**Requirement**
Render the material, from its first line through the line containing "133 104 L 135", inclusive, as a numbered list, omitting any blank lines. Leave the pictures out of your answer.

**Information given**

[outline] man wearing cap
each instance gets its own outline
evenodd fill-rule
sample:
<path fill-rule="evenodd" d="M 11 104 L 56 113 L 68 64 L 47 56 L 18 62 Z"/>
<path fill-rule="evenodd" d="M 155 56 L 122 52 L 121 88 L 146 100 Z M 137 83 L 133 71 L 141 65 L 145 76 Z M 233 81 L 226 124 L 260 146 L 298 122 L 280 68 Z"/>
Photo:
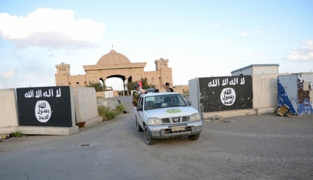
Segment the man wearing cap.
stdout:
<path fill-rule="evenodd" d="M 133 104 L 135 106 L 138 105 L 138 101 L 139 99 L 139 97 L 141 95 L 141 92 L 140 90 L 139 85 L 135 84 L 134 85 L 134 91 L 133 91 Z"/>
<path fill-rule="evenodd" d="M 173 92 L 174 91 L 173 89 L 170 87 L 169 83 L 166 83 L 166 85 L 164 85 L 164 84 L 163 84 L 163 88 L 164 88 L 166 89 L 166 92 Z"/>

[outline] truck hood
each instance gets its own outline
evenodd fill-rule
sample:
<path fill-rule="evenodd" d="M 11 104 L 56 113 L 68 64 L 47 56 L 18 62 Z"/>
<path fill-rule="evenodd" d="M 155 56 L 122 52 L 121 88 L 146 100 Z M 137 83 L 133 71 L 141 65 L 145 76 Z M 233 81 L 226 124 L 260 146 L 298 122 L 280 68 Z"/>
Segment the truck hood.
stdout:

**Written solution**
1. [outline] man wearing cap
2. each instance gets its own outline
3. evenodd fill-rule
4. sample:
5. <path fill-rule="evenodd" d="M 11 104 L 56 113 L 68 64 L 47 56 L 18 62 Z"/>
6. <path fill-rule="evenodd" d="M 155 56 L 122 52 L 121 88 L 146 100 Z M 137 83 L 133 71 L 141 65 L 145 76 Z M 233 81 L 226 124 L 260 146 L 298 122 L 280 68 Z"/>
7. Photo:
8. Segment the man wearing cap.
9. stdout:
10. <path fill-rule="evenodd" d="M 133 104 L 135 106 L 138 105 L 138 101 L 139 99 L 139 97 L 141 95 L 141 92 L 140 90 L 139 85 L 135 84 L 134 85 L 134 91 L 133 91 Z"/>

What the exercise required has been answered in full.